TASK REQUIREMENTS:
Arrange everything from the line containing "Exercise. Locate the small" down to the last of the entries below as a numbered list, skipping any blank lines.

___ DATA

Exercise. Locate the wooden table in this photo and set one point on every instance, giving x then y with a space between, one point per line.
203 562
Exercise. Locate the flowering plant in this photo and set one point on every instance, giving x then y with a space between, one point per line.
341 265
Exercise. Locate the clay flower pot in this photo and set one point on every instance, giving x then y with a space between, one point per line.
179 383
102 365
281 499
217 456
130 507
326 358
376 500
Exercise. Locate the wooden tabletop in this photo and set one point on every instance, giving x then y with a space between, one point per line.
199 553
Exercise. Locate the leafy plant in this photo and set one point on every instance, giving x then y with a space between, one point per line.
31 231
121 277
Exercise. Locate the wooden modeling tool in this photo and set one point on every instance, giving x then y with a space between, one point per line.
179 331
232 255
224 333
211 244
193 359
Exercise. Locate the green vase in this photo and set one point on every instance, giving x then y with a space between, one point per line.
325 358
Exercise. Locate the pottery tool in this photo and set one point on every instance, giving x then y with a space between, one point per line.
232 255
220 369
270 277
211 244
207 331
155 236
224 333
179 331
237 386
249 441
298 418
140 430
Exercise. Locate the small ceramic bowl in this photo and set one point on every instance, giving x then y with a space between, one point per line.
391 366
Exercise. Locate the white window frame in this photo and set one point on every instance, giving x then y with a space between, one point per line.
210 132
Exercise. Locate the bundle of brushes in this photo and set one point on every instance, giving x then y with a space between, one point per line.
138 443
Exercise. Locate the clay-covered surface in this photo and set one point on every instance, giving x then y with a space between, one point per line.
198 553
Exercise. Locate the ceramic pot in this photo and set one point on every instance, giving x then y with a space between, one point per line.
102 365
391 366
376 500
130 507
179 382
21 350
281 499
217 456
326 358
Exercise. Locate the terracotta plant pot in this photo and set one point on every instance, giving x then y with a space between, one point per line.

______

RESULT OF THIS TASK:
1. Exercise. Locate the small ceramic bowl in this photo and set one point on every instance, giving x then y with a space between, one point per line.
2. 391 366
3. Exercise. Locate the white window frame in this photo and set one point on every instance, giving x then y with a space between, one point per line.
4. 210 132
5. Exercise. Locate the bundle of brushes in this photo and set one point on every instance, giving x then y with a space between, one point per line.
6. 138 443
7. Exercise. Locate the clay-covered surface in this photo and set one point on every instance, giving x then y with a space between, one point per line.
8. 198 553
9. Exercise. Locate the ceramic pot in this photo and set one point on every instance, giving x then y with a space between, one point per line.
10. 102 365
11. 391 366
12. 376 500
13. 130 507
14. 179 382
15. 21 350
16. 281 499
17. 217 456
18. 326 358
19. Exercise. Locate the terracotta plant pot in this photo and set one point on every instance, giving x then y with a space between, one point per line.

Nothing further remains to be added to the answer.